## Aufgabenstellung A
Nennen Sie sämtliche Beitragsnummern, auf die der Text über die Prüfungsergebnisse des Rechnungshofs in Klammern verweist.
## Aufgabenstellung B
Setzen Sie den Text über die Prüfungsergebnisse des Rechnungshofs im Anschluss an seinen letzten Satz fort.

## Vorliegender Text
╔══

Wesentliche Inhalte
„Der Haushaltsplan ist grundsätzlich ohne Einnahmen aus Krediten auszugleichen. Die Gesamtverschuldung am Kreditmarkt soll den am 31.12.2007 erreichten Betrag nicht dauerhaft überschreiten.“ Die Neufassung des § 18 der Landeshaushaltsordnung zählt zu den größten Erfolgen, die der Rechungshof vorzuweisen hat (Nr. 9). Die Schuldengrenze bewirkt, dass das Land mit den regulären Einnahmen auskommen muss und den Stand der Gesamtverschuldung nur in eng begrenzten Ausnahmesituationen weiter erhöhen darf. Zuletzt hat sich die Haushaltslage des Landes dank des gestiegenen Steueraufkommens deutlich verbessert. Dass diese positive Entwicklung künftig anhält, ist keineswegs sicher. Fest steht, dass die künftigen Haushalte - insbesondere durch höhere Ausgaben für Ruhestandsbezüge der Beamten, für die das Land in der Vergangenheit nur unzureichend vorgesorgt hat - erheblich vorbelastet sind. Aus diesem Grund sollte nach Auffassung des Rechungshofs das Verschuldungsverbot auch in der Landesverfassung verankert werden.
Eine große Zahl von Denkschriftbeiträgen befasst sich mit dem Zuwendungsbereich. Der Rechnungshof hat aufgezeigt, dass Förderkriterien und -ziele klar formuliert sowie Förderprogramme auf ihre Notwendigkeit und Wirksamkeit hin überprüft werden müssen. Außerdem sollte der bürokratische Aufwand in einem angemessenen Verhältnis zum Nutzen stehen. Eine sorgfältigere Prüfung der Mittelverteilung wäre beim Investitionsprogramm zur Förderung des Ganztagsschulangebots angezeigt gewesen (Nr. 26). Wegen des zu unbürokratischen Umgangs wurden die Investitionsmittel im Land nicht bedarfsgerecht und problembezogen verteilt. Mäßige Wirkung zeigten auch die Programme, mit denen das Land Wissenschaftlerinnen förderte, um sie für eine Berufung auf eine Fachhochschulprofessur zu qualifizieren (Nr. 58). Es waren keine messbaren Ziele definiert. Dies hat das Land nun nachgeholt und strebt einen Professorinnenanteil von 15 % an den Fachhochschulen bis Ende 2011 an.

╚══

## Auszüge aus Datensätzen
╔══

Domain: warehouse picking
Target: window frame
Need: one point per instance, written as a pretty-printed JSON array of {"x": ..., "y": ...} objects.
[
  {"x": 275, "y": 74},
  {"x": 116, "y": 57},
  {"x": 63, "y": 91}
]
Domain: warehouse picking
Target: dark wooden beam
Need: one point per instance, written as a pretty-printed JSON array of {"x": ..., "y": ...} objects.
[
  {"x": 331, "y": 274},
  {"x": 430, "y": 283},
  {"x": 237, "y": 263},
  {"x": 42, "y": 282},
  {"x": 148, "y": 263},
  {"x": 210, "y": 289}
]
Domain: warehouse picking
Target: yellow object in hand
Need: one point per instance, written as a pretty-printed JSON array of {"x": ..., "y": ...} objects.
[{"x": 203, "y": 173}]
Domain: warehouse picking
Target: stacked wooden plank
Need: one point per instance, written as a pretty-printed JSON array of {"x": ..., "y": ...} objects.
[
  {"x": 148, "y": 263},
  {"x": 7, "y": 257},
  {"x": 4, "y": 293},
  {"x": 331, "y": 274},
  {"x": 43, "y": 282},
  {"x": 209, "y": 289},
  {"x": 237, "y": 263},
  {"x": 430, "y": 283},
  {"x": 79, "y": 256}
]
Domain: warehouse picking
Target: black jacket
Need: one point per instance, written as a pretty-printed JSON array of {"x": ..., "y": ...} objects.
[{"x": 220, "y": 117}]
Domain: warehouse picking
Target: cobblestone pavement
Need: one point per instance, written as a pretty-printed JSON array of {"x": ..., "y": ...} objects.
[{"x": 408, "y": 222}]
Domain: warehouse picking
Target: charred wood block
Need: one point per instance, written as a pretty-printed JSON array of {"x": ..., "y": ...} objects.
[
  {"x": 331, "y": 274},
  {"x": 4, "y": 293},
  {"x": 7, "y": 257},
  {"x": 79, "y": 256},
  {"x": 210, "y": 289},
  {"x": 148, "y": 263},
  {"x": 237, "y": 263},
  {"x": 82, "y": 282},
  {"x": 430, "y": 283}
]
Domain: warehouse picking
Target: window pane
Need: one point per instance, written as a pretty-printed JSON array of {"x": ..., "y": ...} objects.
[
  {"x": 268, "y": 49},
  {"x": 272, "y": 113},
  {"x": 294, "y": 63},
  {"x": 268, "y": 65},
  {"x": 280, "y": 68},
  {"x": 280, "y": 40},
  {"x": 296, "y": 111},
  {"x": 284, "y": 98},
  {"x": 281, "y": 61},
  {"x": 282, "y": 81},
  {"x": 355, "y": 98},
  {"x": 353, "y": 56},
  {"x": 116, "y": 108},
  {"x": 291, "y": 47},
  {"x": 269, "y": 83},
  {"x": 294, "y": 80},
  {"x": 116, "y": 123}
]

╚══

## Schriftliche Antwort A
Nr. 9, Nr. 26, Nr. 58

## Schriftliche Antwort B
Förderprogramme verfehlen dann ihren Zweck, wenn die Zuwendungen nicht als Mittel zur Selbsthilfe gesehen werden, sondern Mitnahmeeffekte im Vordergrund stehen, wie etwa bei der Förderung der Außenwirtschaft (Nr. 39): Auf Betreiben des Rechnungshofs hat das Land die Förderung eines Projekts zur „Förderung von Arbeitsgemeinschaften“ eingestellt, nachdem die Wirtschaft selbst nicht zu einer Eigenbeteiligung bereit war, aber weitere staatliche Gelder erwartete. Problematisch sind Zuwendungen auch dann, wenn sie den Wettbewerb verzerren oder defizitäre Strukturen begünstigen. Aus diesem Grund hatte der Rechnungshof die Förderung von Regionalmessen kritisiert (Nr. 40). Seine Empfehlungen sollen nach der Forderung des Landtags bei künftigen Förderungen umgesetzt werden.
Damit der Auftrag der Landesstiftung Baden-Württemberg, die Zukunftsfähigkeit des Landes zu stärken und zu sichern, auch weiterhin erfüllt werden kann, darf die Vermögenssubstanz nicht - wie geschehen - angetastet werden (Nr. 35). Den Finanzkontrolleuren ist es gelungen, den Landtag und die Aufsichtsgremien der Landesstiftung davon zu überzeugen, das Stiftungsvermögen grundsätzlich zu erhalten und die Kapitalanlagestrategie auf weniger risikobehaftete Investments auszurichten. Dagegen wurde das Anliegen des Rechnungshofs, ein Prüfungsrecht bei den Empfängern von Zuwendungen der Landestiftung zu erhalten, nicht erreicht.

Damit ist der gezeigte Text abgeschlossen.